-- What to do --
Put every line of the data below into a numbered list, leaving out any blank lines.

-- Data listing --

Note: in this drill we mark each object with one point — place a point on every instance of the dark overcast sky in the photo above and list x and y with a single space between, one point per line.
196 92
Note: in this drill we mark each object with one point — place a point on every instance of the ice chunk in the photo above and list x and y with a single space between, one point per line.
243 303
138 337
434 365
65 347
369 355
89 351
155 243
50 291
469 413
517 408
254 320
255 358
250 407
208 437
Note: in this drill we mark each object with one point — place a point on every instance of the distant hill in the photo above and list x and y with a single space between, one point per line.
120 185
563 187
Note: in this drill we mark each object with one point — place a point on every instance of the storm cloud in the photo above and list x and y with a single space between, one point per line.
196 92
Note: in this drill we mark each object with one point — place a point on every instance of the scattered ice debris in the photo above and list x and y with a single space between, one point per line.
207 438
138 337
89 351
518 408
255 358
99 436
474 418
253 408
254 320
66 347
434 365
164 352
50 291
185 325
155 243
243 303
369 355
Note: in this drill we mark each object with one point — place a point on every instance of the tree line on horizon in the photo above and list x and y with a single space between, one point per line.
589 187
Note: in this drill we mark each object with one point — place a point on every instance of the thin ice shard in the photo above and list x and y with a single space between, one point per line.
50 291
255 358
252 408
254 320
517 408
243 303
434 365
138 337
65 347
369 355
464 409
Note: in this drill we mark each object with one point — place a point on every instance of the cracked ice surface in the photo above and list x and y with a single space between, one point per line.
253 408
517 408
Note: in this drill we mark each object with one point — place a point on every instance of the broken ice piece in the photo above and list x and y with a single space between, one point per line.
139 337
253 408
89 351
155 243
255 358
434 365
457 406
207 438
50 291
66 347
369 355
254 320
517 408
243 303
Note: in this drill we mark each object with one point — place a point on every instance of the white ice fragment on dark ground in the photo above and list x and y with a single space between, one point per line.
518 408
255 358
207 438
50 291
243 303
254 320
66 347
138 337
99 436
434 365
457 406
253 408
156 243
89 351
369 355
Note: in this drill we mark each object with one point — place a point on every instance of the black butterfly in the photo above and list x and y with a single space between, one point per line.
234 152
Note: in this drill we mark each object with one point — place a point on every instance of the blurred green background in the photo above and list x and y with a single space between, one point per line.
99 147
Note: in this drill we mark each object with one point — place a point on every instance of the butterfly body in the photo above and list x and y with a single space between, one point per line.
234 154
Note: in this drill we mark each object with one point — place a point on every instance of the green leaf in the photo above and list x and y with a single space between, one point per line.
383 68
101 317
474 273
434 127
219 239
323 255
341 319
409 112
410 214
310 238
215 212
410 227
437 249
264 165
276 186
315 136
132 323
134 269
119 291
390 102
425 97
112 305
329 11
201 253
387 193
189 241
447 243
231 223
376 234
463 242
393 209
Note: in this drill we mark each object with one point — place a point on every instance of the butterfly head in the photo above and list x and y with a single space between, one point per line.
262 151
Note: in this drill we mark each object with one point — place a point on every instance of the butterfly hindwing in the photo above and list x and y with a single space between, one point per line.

-- Exercise result --
1. Note: in this drill we mark each object with one point — place a point on every instance of the dark overcast sky in the photo above and list x and y with a single space between, one point per line.
2. 196 92
3. Note: in this drill we mark each object with one point — place a point on every instance of the ice chunk in the photo above and list x and y with a single space between, one point per line.
4. 243 303
5. 138 337
6. 434 365
7. 65 347
8. 369 355
9. 89 351
10. 155 243
11. 50 291
12. 469 413
13. 517 408
14. 254 320
15. 255 358
16. 250 407
17. 208 437
18. Note: in this drill we mark each object with one point — place a point on every instance of the distant hill in the photo above and list x and y with a single space between, one point per line.
19. 120 185
20. 563 187
21. Note: in this drill we mark each object with one point — place a point on every instance of the storm cloud in the photo above and list x and y with a single space between, one point per line.
22. 196 92
23. Note: in this drill we mark each object with one point — place a point on every instance of the scattered ice debris in the photo above and list x and y with a single space between, one point per line.
24. 207 438
25. 138 337
26. 89 351
27. 518 408
28. 255 358
29. 99 436
30. 474 418
31. 253 408
32. 254 320
33. 66 347
34. 434 365
35. 164 352
36. 50 291
37. 185 325
38. 155 243
39. 243 303
40. 369 355
41. Note: in this drill we mark each object with one point — place a point on every instance of the tree line on horizon in the photo above and list x and y with a single space between, one point per line.
42. 589 187
43. Note: in this drill we mark each object with one point — place a point on every instance of the thin ice shard in the photo above and list x and y with a single space between, one point per line.
44. 50 291
45. 255 358
46. 252 408
47. 254 320
48. 517 408
49. 243 303
50. 434 365
51. 138 337
52. 65 347
53. 369 355
54. 464 409
55. Note: in this drill we mark each object with one point — place a point on every instance of the cracked ice surface in the photo above and list x and y with a single space between, one point per line.
56. 253 408
57. 517 408
58. Note: in this drill we mark each object with one point — place a point on every instance of the broken ice piece in the photo above and list x and y with a single space between, one point per line.
59. 139 337
60. 253 408
61. 89 351
62. 155 243
63. 255 358
64. 434 365
65. 457 406
66. 207 438
67. 50 291
68. 66 347
69. 369 355
70. 254 320
71. 517 408
72. 243 303
73. Note: in this drill we mark each object with one point — place a point on every instance of the white ice fragment on dark ground in the photo above and list x and y with a single space between, one point per line.
74. 518 408
75. 255 358
76. 207 438
77. 50 291
78. 243 303
79. 254 320
80. 66 347
81. 138 337
82. 99 436
83. 434 365
84. 457 406
85. 253 408
86. 156 243
87. 89 351
88. 369 355
89. Note: in this drill we mark each object with one point — place a point on every instance of the black butterfly in the photo above and list x and y with a single space between, one point per line.
90. 234 152
91. Note: in this drill we mark each object with one point — place a point on every instance of the blurred green background in the photo above and list x and y with a single space between, one point per line.
92. 99 147
93. Note: in this drill we mark each object with one point — place a point on every instance of the butterfly body in the photo above and list x and y with a single space between, one point per line.
94. 234 154
95. Note: in this drill we mark each object with one point — place a point on every instance of the green leaf in the photo above and list x and y with a single space between, one point per line.
96. 383 68
97. 101 317
98. 474 273
99. 434 127
100. 219 239
101. 323 255
102. 341 319
103. 409 112
104. 410 214
105. 310 238
106. 215 212
107. 410 227
108. 437 249
109. 264 165
110. 276 186
111. 315 136
112. 132 323
113. 134 269
114. 119 291
115. 390 102
116. 425 97
117. 112 305
118. 329 11
119. 201 253
120. 387 193
121. 189 241
122. 447 243
123. 231 223
124. 376 234
125. 463 242
126. 393 209
127. Note: in this drill we mark each object with one point — place a point on every instance of the butterfly head in the photo above and list x and y with a single space between, one point per line.
128. 262 151
129. Note: in this drill we mark each object with one point — place a point on every instance of the butterfly hindwing in the photo above and list x and y with a single space between, one point per line.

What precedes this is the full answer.